=== PASSAGE PROVIDED ===
In these applications (PSI, PAKE), it's usually not necessary to prove standalone PRF security. Sometimes you can get a secure PSI for example from something that is slightly weaker than a PRF (e.g., a PRF for bounded # of queries).

In this case, the constructions are standalone PRFs, and the proof would follow the same logic as the PSI/PAKE security proofs. I can give an idea of the proof for $H(x)^k$ (in prime-order cyclic groups):

  • Consider a reduction algorithm $R$ that takes as input a triple of group elements $(K,A,B)$ and does the following: $R$ internally runs a PRF adversary and plays the role of the random oracle $H$ and the construction $F(k,x) = H(x)^k$. Whenever $A$ queries $H(x)$, respond with $A^{r_x}$; whenever $A$ queries $F(x)$, respond with $B^{r_x}$. Here $r_x$ is uniform for each distinct $x$.

=== DATASET EXTRACT ===
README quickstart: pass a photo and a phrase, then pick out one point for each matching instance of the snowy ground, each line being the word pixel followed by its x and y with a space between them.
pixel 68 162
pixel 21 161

=== TO BE DONE ===
1. Reproduce everything in the passage on PRF security from "In this case, the" down to "each distinct $x$.".
2. Based on the passage on PRF security, is each statement below true? Answer yes or no, and quote the exact words of the passage that decide it.
(a) In PSI and PAKE, proving standalone PRF security is usually necessary.
(b) The proof sketch given is for $H(x)^k$ in prime-order cyclic groups.
(c) The reduction algorithm $R$ takes a pair of group elements as input.

=== CORRECT ANSWERS ===
1.
In this case, the constructions are standalone PRFs, and the proof would follow the same logic as the PSI/PAKE security proofs. I can give an idea of the proof for $H(x)^k$ (in prime-order cyclic groups):

  • Consider a reduction algorithm $R$ that takes as input a triple of group elements $(K,A,B)$ and does the following: $R$ internally runs a PRF adversary and plays the role of the random oracle $H$ and the construction $F(k,x) = H(x)^k$. Whenever $A$ queries $H(x)$, respond with $A^{r_x}$; whenever $A$ queries $F(x)$, respond with $B^{r_x}$. Here $r_x$ is uniform for each distinct $x$.

2.
(a) No: "it's usually not necessary to prove standalone PRF security."
(b) Yes: "I can give an idea of the proof for $H(x)^k$ (in prime-order cyclic groups)"
(c) No: "takes as input a triple of group elements $(K,A,B)$"